**Assigned task:** Look for the word "instance" in the entries and copy each line where it appears.

**Provided records:**
# # # # # # #

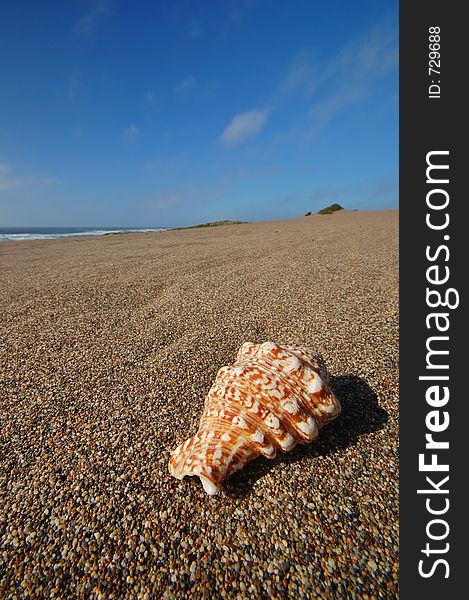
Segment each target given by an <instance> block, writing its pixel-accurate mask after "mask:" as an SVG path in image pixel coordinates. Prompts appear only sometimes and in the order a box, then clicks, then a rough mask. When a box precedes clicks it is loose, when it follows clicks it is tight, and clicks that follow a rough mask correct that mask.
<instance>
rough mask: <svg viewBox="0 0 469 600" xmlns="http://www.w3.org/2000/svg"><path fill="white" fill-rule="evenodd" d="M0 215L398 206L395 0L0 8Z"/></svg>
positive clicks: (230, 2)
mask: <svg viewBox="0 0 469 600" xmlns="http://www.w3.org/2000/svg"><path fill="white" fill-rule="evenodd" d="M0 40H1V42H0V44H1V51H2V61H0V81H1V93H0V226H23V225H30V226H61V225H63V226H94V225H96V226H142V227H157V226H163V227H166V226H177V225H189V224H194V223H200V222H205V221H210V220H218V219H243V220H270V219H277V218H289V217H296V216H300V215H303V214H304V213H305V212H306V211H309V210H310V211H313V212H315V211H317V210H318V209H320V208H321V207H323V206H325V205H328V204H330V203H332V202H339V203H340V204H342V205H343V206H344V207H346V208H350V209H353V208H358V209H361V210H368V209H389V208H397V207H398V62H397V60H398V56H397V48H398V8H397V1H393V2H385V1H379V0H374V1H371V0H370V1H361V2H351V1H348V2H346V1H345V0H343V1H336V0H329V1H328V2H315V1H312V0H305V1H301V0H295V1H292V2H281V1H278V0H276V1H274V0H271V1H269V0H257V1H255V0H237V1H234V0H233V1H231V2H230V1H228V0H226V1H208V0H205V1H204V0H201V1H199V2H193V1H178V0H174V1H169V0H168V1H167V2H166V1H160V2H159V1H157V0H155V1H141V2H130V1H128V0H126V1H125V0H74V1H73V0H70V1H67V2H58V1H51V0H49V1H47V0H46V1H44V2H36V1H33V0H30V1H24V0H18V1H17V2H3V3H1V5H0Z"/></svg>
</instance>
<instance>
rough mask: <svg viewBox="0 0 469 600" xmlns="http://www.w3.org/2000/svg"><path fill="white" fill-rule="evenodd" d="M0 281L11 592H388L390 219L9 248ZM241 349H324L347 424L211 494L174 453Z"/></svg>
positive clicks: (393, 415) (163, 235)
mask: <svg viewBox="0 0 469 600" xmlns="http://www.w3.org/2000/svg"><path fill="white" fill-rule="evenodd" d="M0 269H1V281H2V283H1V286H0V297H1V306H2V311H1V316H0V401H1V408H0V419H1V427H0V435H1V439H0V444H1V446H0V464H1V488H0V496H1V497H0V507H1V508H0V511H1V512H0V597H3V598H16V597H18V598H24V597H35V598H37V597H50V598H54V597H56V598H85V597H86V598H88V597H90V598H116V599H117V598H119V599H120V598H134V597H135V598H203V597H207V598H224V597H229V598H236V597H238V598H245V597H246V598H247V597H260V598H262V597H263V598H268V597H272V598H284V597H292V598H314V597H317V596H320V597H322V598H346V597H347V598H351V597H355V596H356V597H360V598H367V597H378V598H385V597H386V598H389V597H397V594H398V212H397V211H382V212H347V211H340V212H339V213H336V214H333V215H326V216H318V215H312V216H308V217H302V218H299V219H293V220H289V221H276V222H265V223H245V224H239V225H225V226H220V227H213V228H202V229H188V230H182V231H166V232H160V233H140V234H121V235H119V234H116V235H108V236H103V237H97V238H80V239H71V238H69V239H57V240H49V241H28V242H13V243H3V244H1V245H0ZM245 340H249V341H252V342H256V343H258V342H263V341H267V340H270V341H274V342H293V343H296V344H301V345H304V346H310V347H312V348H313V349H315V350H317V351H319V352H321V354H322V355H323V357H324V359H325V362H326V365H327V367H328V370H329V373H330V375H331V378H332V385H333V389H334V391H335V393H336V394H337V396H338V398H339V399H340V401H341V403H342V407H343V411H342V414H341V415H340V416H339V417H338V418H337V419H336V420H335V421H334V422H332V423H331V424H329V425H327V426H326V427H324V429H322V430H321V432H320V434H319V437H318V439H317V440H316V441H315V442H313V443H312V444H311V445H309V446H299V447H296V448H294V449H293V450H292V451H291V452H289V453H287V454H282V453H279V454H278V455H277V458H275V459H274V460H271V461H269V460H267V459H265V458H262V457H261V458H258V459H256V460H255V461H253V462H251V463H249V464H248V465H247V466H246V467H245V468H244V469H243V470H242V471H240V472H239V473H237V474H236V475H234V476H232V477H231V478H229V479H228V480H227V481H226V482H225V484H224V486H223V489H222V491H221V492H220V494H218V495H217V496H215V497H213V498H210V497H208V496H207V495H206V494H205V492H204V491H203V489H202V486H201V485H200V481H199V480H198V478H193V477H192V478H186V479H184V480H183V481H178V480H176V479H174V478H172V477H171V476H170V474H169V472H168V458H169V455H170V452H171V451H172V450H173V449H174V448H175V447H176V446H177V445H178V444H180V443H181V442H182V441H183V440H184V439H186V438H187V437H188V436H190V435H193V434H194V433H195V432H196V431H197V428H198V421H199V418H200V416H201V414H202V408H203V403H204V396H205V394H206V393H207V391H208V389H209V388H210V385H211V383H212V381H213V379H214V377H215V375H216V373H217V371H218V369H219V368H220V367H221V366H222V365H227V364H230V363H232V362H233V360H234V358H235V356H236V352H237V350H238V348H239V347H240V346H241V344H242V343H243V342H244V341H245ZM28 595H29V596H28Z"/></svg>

# # # # # # #

**Solution to the problem:**
Segment each target given by an <instance> block, writing its pixel-accurate mask after "mask:" as an SVG path in image pixel coordinates. Prompts appear only sometimes and in the order a box, then clicks, then a rough mask. When a box precedes clicks it is loose, when it follows clicks it is tight, and clicks that follow a rough mask correct that mask.
<instance>
</instance>
<instance>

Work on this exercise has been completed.